**SOURCE**

Muhammad Ssegirinya is an opposition member of the Ugandan parliament representing Kawempe north.

Background and education 
He was born in 1988 in Butale, Kadugala, Masaka District, Uganda. He attended Pimbas secondary school for his middle and high school education. He later graduated with a Diploma in Journalism from Datamine Technical Business School and a Masters in the Science of Service
Delivery from Musa Body University.

Work experience 
Ssegirinya is a professional journalist and member of the Ugandan parliament. He served as the lord councillor for Kampala capital city representing the people of Kyebando from 2016 to 2020.

Political career 
In 2011 Ssegirinya contested Kawempe north parliamentary seat, but lost the vote. He contested in the 2016 Forum for Democratic Change party primaries for Kawempe north parliamentary seat, but he lost. He contested for a position of councillor representing Kawempe North at kampala cityhall and won.

**INFORMATION PROVIDED**
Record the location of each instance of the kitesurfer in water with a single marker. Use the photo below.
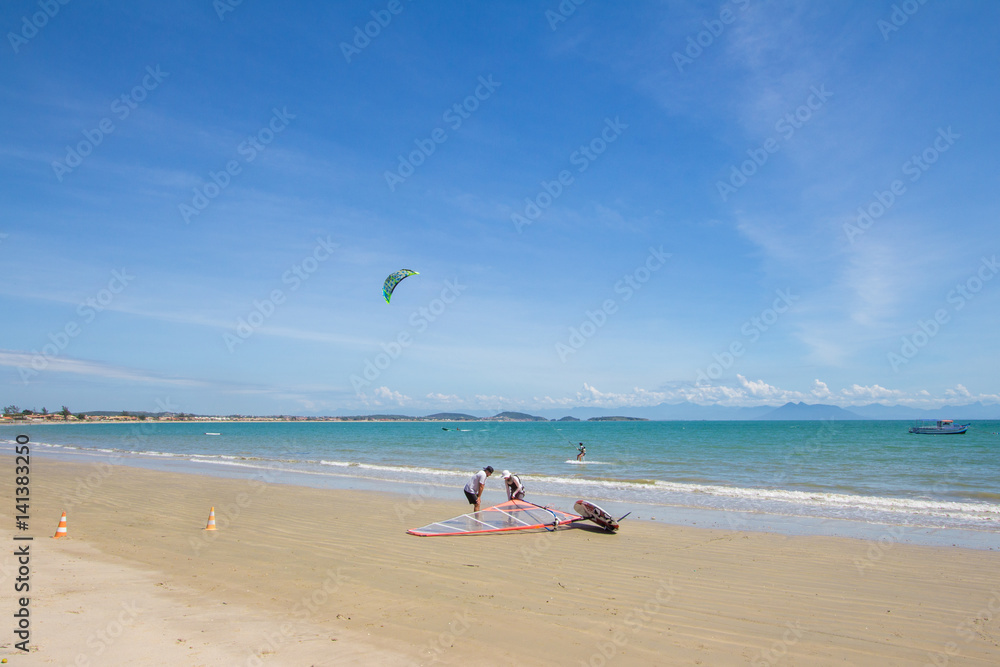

**EXERCISE 1**
For each statement, say yes or no as to whether it agrees with the text on Muhammad Ssegirinya, and quote the words of the text that decide it: (a) He was born in Masaka District. (b) He won the 2016 Forum for Democratic Change party primaries for the Kawempe north seat. (c) He was lord councillor for the people of Kyebando from 2016 to 2020.
**EXERCISE 2**
Extend the text on Muhammad Ssegirinya, picking up after its final sentence.
Nothing in the lines is needed here.

**EXERCISE ANSWER 1**
(a) Yes: "He was born in 1988 in Butale, Kadugala, Masaka District, Uganda."
(b) No: "He contested in the 2016 Forum for Democratic Change party primaries for Kawempe north parliamentary seat, but he lost."
(c) Yes: "He served as the lord councillor for Kampala capital city representing the people of Kyebando from 2016 to 2020."

**EXERCISE ANSWER 2**
In 2021, Ssegirinya contested the Kawempe north constituency on the National Unity Platform (NUP) political party ticket, he won. His victory was challenged in court by one of his contenders but the case was dismissed and court declared him winner.

Additional informational 
On 3 September 2021, Ssegirinya was summoned by Uganda police force to appear before the Criminal Investigation Department for questioning over his alleged involvement in rebel activities in Greater Masaka region.

On 7 September 2021, Masaka Chief Magistrate's court has remanded  him with four counts, three of murder and one of attempted murder. He was Kitalya Maximum Security Prison.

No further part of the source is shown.